Imagine how Christian teaching could transform our lives
Mark Jordan’s gentle, urgent invitation
“Our theology is written and taught under sin,” writes Mark Jordan. “It is, after all, our theology.” These words appear within an appeal for readers to be generous in assessing the two “Christian texts about teaching through bodies” that Jordan has just presented, Gregory of Nyssa’s Life of Macrina and Marcella Althaus-Reid’s Indecent Theology. “To imagine that we could purify ourselves by purging others” with whom we disagree, writes Jordan, “is a worse mistake” than spending too much time with their words in the hope that we might learn something from them.
Playful juxtapositions like this one—and the hermeneutical openness they commend—are the heart of Transforming Fire. They animate the book, giving life to what it invites: come, let us imagine together how Christian teaching can transform the lives, the hearts, and the practices of those who encounter it. It’s a gentle invitation, but it’s also urgent. “Even as institutions of theological education shrink or vanish,” Jordan writes early in the book, “some of the available patterns of Christian teaching might still work wonders.”

Dataset entries
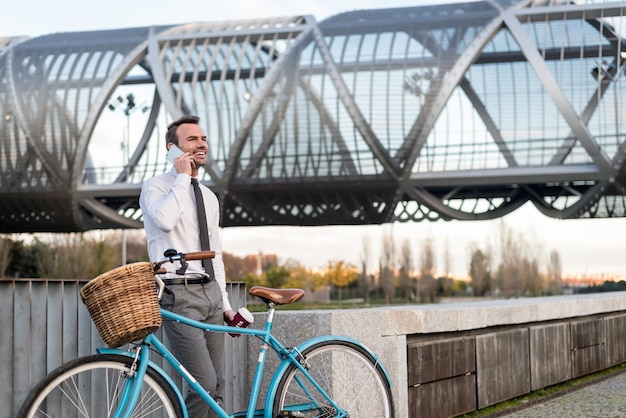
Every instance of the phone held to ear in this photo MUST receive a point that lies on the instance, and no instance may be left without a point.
(173, 152)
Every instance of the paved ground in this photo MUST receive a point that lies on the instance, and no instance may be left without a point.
(604, 399)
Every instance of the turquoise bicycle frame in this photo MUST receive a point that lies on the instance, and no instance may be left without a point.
(132, 388)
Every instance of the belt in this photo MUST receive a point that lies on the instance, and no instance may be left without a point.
(203, 280)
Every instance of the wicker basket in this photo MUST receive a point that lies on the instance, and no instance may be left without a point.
(123, 303)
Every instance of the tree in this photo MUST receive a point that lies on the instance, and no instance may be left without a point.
(5, 249)
(554, 278)
(480, 276)
(365, 279)
(427, 284)
(340, 274)
(386, 269)
(276, 276)
(406, 267)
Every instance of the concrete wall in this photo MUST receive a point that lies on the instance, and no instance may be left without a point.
(449, 359)
(442, 359)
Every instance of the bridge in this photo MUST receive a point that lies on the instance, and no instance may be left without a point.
(458, 111)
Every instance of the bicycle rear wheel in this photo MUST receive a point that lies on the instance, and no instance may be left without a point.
(346, 372)
(91, 387)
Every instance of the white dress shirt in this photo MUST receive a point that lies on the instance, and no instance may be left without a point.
(171, 221)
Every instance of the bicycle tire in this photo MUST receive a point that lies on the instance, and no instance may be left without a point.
(90, 387)
(347, 372)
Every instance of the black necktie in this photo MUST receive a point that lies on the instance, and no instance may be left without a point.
(204, 232)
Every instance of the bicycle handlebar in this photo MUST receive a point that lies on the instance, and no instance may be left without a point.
(198, 255)
(172, 255)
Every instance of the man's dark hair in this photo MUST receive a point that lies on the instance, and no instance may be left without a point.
(170, 135)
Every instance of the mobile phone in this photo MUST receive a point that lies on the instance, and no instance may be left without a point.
(173, 153)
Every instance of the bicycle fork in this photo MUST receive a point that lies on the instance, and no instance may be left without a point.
(133, 379)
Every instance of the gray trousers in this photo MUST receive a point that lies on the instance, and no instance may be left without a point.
(200, 352)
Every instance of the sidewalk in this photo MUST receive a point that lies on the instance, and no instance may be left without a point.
(604, 399)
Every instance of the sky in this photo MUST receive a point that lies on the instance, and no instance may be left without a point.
(586, 247)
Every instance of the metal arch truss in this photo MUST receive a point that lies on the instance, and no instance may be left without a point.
(459, 111)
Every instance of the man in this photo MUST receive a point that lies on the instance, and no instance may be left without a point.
(171, 220)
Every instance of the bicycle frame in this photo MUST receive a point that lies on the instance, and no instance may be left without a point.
(132, 389)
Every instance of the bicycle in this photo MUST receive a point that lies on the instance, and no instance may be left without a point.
(326, 376)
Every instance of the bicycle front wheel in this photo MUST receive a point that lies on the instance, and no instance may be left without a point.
(91, 387)
(346, 372)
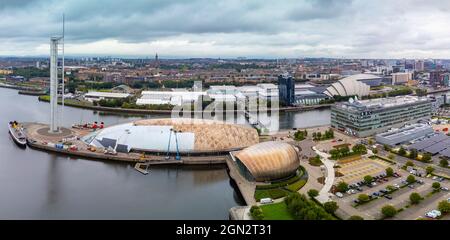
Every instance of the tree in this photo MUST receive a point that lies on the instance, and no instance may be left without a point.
(359, 148)
(390, 188)
(409, 164)
(342, 186)
(413, 154)
(389, 172)
(363, 197)
(426, 157)
(436, 186)
(330, 207)
(429, 169)
(411, 179)
(443, 163)
(388, 211)
(312, 193)
(256, 212)
(368, 179)
(402, 152)
(415, 198)
(355, 217)
(444, 206)
(391, 156)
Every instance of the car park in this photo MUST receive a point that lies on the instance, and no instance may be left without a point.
(433, 214)
(266, 200)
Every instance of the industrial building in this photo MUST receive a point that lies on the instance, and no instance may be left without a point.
(286, 90)
(363, 118)
(175, 97)
(405, 134)
(401, 78)
(306, 94)
(96, 96)
(433, 144)
(348, 87)
(267, 161)
(189, 136)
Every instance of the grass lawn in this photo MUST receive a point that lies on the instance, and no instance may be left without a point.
(276, 211)
(297, 185)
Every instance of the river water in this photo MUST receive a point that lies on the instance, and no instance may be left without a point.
(40, 185)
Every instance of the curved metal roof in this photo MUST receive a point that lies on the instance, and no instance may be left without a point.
(348, 87)
(270, 160)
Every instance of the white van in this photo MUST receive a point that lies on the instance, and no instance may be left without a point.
(266, 200)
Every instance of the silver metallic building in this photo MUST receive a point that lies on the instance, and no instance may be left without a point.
(368, 117)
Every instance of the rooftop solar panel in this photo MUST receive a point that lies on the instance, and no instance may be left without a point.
(436, 148)
(421, 145)
(446, 152)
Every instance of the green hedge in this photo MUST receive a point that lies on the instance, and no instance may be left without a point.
(270, 193)
(296, 186)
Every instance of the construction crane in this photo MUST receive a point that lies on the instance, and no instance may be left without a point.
(168, 146)
(177, 157)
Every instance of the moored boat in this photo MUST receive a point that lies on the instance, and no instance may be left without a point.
(17, 134)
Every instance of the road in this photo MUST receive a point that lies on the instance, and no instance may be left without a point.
(324, 193)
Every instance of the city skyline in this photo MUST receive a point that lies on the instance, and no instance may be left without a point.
(229, 29)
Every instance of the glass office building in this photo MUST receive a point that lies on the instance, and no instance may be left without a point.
(368, 117)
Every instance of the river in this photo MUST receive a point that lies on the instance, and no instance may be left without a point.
(40, 185)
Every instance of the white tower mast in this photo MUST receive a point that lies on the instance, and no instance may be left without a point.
(62, 74)
(53, 83)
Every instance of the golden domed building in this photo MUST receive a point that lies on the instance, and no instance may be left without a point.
(267, 161)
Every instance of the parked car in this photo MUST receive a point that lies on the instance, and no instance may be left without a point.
(433, 214)
(266, 200)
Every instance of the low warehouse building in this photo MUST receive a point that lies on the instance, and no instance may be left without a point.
(405, 134)
(267, 161)
(188, 136)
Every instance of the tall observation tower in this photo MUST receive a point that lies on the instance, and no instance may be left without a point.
(55, 42)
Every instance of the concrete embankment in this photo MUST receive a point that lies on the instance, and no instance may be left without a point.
(148, 111)
(150, 159)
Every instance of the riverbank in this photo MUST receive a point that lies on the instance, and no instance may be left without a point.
(79, 104)
(68, 142)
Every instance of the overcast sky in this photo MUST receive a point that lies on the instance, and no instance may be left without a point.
(230, 28)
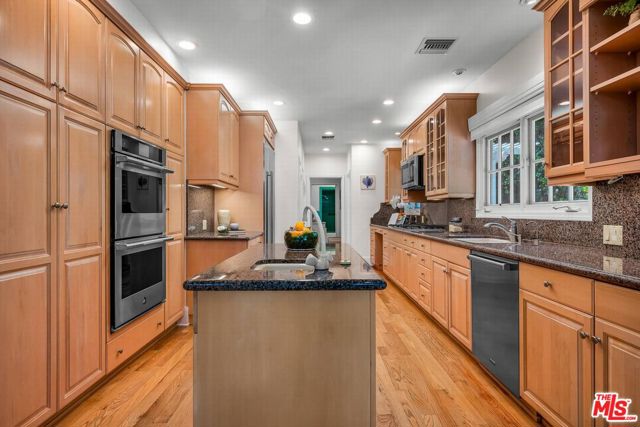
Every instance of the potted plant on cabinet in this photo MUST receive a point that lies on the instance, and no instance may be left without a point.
(629, 8)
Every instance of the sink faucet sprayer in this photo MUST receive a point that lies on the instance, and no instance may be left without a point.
(324, 258)
(512, 231)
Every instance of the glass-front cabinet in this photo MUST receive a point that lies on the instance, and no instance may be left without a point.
(564, 92)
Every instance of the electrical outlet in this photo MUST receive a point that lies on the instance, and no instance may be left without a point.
(612, 264)
(612, 235)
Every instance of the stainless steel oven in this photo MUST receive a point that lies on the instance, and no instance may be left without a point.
(412, 173)
(138, 187)
(138, 252)
(138, 277)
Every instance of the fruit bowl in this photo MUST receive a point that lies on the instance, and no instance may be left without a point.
(300, 239)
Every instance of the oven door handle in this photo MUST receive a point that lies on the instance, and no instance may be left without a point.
(121, 245)
(142, 164)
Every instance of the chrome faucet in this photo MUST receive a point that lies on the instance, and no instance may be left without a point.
(324, 258)
(512, 231)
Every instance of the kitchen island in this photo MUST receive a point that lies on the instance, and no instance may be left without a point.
(279, 345)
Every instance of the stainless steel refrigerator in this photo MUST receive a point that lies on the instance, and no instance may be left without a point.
(269, 166)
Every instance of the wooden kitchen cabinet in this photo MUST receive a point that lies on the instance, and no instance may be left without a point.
(556, 360)
(440, 292)
(82, 58)
(28, 51)
(460, 304)
(173, 115)
(122, 81)
(449, 154)
(213, 134)
(28, 267)
(150, 102)
(176, 295)
(392, 176)
(81, 251)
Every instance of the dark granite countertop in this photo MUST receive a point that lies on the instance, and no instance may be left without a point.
(237, 273)
(214, 235)
(580, 260)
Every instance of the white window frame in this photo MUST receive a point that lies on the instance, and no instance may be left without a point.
(527, 208)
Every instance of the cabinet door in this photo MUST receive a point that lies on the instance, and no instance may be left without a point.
(175, 196)
(81, 225)
(122, 81)
(82, 64)
(460, 317)
(556, 360)
(440, 291)
(27, 248)
(618, 363)
(151, 99)
(28, 43)
(176, 295)
(173, 135)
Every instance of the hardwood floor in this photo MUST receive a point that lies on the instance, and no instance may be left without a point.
(423, 379)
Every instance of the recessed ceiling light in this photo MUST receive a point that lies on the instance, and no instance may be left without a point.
(302, 18)
(187, 45)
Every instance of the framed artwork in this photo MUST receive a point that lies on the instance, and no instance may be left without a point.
(367, 182)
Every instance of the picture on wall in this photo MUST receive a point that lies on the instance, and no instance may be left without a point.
(367, 182)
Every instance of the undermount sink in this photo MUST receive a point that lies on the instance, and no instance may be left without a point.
(486, 240)
(287, 267)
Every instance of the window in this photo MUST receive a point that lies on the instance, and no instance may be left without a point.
(511, 179)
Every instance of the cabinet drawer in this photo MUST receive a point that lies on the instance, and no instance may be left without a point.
(618, 305)
(424, 274)
(132, 340)
(451, 253)
(424, 260)
(568, 289)
(423, 245)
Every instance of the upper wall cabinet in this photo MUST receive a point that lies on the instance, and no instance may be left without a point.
(592, 77)
(28, 43)
(82, 65)
(441, 133)
(173, 132)
(213, 135)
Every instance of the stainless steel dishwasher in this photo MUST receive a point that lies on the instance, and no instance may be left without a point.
(495, 316)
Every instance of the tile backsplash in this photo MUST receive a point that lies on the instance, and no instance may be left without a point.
(200, 205)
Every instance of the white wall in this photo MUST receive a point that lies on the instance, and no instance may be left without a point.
(325, 165)
(289, 184)
(513, 72)
(364, 160)
(138, 21)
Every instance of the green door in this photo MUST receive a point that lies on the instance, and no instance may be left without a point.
(328, 207)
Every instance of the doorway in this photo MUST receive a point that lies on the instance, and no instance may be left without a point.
(325, 198)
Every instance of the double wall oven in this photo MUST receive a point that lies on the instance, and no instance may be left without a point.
(138, 252)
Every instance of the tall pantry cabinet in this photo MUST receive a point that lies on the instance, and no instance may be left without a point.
(68, 75)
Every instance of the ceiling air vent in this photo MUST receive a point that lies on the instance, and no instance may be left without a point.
(434, 46)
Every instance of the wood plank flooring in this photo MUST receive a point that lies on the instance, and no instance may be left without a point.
(423, 377)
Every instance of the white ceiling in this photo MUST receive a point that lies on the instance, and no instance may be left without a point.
(334, 73)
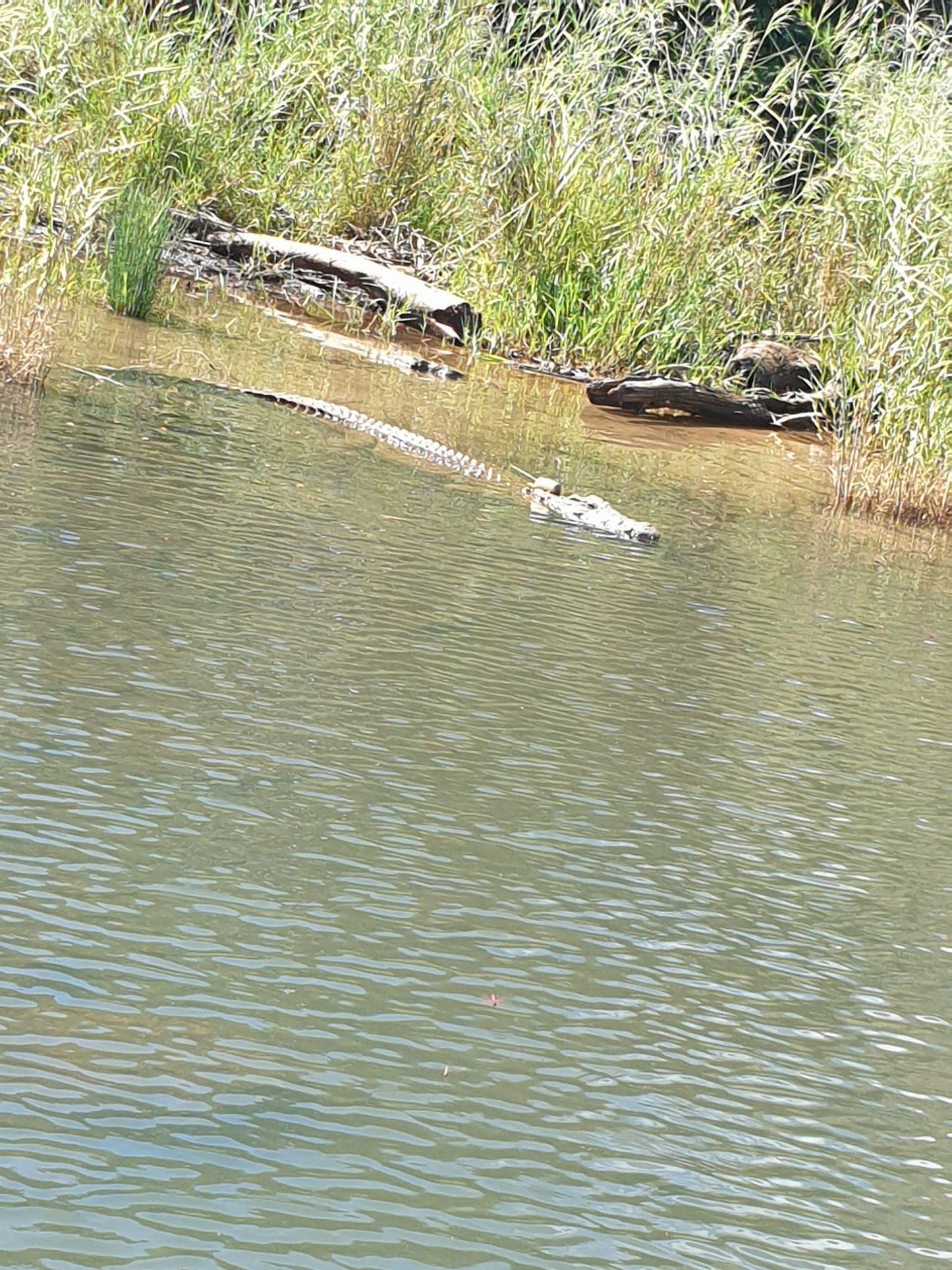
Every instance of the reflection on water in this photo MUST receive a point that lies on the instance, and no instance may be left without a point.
(309, 755)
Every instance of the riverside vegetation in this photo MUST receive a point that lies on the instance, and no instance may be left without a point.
(615, 183)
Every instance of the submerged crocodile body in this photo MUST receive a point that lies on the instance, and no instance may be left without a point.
(586, 509)
(400, 438)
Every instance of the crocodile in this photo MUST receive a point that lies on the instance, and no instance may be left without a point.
(545, 493)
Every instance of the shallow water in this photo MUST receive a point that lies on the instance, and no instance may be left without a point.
(311, 755)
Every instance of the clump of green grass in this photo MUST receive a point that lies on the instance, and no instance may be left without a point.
(134, 263)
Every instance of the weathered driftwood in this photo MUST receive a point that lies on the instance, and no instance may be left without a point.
(419, 303)
(639, 395)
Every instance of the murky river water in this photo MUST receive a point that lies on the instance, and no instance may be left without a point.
(390, 882)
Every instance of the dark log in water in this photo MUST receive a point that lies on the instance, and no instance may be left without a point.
(430, 308)
(639, 395)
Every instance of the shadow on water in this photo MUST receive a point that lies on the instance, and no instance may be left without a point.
(309, 755)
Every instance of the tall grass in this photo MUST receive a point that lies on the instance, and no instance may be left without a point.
(612, 194)
(134, 264)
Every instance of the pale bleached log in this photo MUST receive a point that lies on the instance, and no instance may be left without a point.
(418, 301)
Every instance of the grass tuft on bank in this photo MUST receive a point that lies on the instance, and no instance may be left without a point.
(134, 260)
(638, 188)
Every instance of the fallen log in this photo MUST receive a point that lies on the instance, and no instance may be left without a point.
(420, 304)
(641, 394)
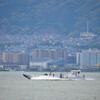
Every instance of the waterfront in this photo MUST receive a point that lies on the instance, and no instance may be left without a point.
(13, 86)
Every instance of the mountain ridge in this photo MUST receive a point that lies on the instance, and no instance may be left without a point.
(63, 17)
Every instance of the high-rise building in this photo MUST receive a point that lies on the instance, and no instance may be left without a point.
(53, 54)
(24, 59)
(20, 59)
(88, 58)
(10, 57)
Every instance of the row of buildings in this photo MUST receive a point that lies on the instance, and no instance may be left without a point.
(43, 58)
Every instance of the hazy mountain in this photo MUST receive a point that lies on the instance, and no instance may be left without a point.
(49, 16)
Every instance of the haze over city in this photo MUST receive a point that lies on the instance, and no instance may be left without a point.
(58, 33)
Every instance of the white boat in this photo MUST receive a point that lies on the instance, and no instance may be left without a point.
(74, 75)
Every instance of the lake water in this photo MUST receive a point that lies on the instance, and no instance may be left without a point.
(13, 86)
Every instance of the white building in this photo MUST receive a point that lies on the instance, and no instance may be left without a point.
(88, 58)
(40, 62)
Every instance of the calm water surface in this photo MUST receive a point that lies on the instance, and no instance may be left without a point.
(13, 86)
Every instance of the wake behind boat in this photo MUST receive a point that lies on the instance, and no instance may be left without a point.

:: Work to do ::
1. Quote the review of Transforming Fire from "Imagine how Christian" up to and including "something from them.".
2. Write the next portion of the review of Transforming Fire, picking up after its final sentence.
This material was taken from a separate source.

:: Task-by-task results ::
1.
Imagine how Christian teaching could transform our lives
Mark Jordan’s gentle, urgent invitation
“Our theology is written and taught under sin,” writes Mark Jordan. “It is, after all, our theology.” These words appear within an appeal for readers to be generous in assessing the two “Christian texts about teaching through bodies” that Jordan has just presented, Gregory of Nyssa’s Life of Macrina and Marcella Althaus-Reid’s Indecent Theology. “To imagine that we could purify ourselves by purging others” with whom we disagree, writes Jordan, “is a worse mistake” than spending too much time with their words in the hope that we might learn something from them.

2.
Jordan finds these patterns in texts that have long been used in theological classrooms, some for decades and others for centuries. He examines C. S. Lewis’s The Lion, the Witch, and the Wardrobe alongside Octavia Butler’s Parable of the Sower as a way of thinking about power relations within various stages of Christian formation. He juxtaposes Bonaventure’s The Mind’s Path into God with Paul Tillich’s The Courage to Be to consider what happens when the boundaries of knowledge change. He creates a conversation between Teresa of Ávila and John Bunyan and another between Søren Kierkegaard and Simone Weil. Each of these pairings illuminates a facet of what it means to find oneself caught up in theology, shaped by it and shaping it.
The kind of transformative teaching Jordan calls forth is rooted in his belief that “the most influential Christian texts set forth the means by which their lessons are to be taught.” Not only do such texts demand spaces and energies for learning that transcend the classroom, they create those spaces and energies. These texts shape the bodies of their readers, thereby affirming “the experience of generations of Christians who have placed their hopes in remembered words.” This conviction is rooted in Jordan’s sense that teachers and learners are, above all, living bodies who work to create meaning together—sometimes atrociously and other times beautifully—in the spaces where texts and bodies converge.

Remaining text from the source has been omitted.